* What needs to be done *
Every line of the data below should be retyped exactly.

* Records for this exercise *
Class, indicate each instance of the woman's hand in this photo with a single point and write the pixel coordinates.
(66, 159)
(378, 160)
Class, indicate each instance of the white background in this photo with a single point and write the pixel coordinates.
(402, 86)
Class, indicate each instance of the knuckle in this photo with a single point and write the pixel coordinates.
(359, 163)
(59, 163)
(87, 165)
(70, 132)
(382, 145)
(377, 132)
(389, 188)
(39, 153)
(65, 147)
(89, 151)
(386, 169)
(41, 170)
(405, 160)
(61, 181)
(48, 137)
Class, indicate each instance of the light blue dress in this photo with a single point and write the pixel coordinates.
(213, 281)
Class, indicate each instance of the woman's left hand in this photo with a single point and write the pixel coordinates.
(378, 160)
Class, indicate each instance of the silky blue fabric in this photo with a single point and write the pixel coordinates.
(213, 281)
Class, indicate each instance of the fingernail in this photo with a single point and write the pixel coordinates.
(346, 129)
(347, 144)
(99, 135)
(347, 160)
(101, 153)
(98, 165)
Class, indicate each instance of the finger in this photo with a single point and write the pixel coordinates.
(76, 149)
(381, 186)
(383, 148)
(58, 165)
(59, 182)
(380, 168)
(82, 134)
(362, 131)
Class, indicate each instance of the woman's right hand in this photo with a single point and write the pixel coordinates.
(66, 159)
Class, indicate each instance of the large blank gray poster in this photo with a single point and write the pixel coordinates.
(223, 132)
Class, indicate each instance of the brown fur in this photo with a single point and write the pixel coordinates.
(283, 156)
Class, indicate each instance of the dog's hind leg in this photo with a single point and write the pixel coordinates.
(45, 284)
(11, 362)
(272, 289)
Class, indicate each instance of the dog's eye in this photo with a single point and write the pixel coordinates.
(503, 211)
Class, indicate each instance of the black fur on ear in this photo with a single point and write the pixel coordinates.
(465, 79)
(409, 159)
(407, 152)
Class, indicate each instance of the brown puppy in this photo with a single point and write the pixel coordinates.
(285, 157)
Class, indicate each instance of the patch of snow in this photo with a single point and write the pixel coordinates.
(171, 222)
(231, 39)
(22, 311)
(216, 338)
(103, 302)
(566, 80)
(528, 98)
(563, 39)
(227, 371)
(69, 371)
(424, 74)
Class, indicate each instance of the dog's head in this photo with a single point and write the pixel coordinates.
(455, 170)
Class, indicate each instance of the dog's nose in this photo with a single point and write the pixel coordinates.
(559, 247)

* Finished task *
Class, indicate each instance of the woman's hand in this photo with a single point and write the pixel coordinates.
(66, 159)
(378, 160)
Class, indicate each instance of the white background in this photo with a single point and write the pixel coordinates.
(402, 86)
Class, indicate each instance of the knuckle in this photo with a single point and write the pixel coordinates.
(359, 163)
(59, 163)
(87, 165)
(70, 132)
(382, 145)
(377, 132)
(389, 188)
(39, 153)
(65, 147)
(89, 151)
(386, 169)
(41, 170)
(405, 160)
(61, 181)
(48, 137)
Class, indicate each instance of the light blue dress in this photo with a single point and write the pixel coordinates.
(213, 281)
Class, indicate each instance of the woman's left hand in this photo with a single point and write the pixel coordinates.
(378, 160)
Class, indicate each instance of the silky blue fabric in this photo with a single point and write the pixel coordinates.
(213, 281)
Class, indicate each instance of the fingernail in this photo with a single point and write the pixel coordinates.
(346, 129)
(347, 144)
(99, 135)
(347, 160)
(101, 153)
(98, 165)
Class, indicate each instance of the finger in this photo with a single point and write the pixel coordinates.
(76, 149)
(381, 186)
(383, 148)
(58, 165)
(59, 182)
(380, 168)
(82, 134)
(362, 131)
Class, indicate each instance of the woman's right hand in this photo with a single point and write the pixel coordinates.
(66, 159)
Class, indicate each instance of the large blank gray poster in this photo with a single point and write the pixel coordinates.
(223, 132)
Class, indicate each instance of the brown fur in this photo with a single point and write the pixel coordinates.
(283, 156)
Class, indicate each instance of the dog's hind leg in this photo with a single point and write the pixel coordinates.
(45, 284)
(11, 362)
(272, 289)
Class, indicate each instance of the dog's eye in this photo with a single point and write the pixel coordinates.
(503, 211)
Class, indicate each instance of the black fur on ear in this photo with a single point and write the pixel coordinates.
(465, 79)
(409, 159)
(407, 152)
Class, indicate each instance of the brown puppy in this photo with a single point and write the pixel coordinates.
(285, 157)
Class, indicate each instance of the patch of snow in this photo with a single point and write the pixel coordinates.
(171, 222)
(231, 39)
(22, 311)
(216, 338)
(103, 302)
(566, 80)
(528, 98)
(563, 39)
(227, 371)
(69, 371)
(424, 74)
Class, indicate each instance of the dog's head in this photo with a single point and write the pixel coordinates.
(455, 170)
Class, indicate each instance of the dog's nose in this photo with a single point and write the pixel coordinates.
(559, 247)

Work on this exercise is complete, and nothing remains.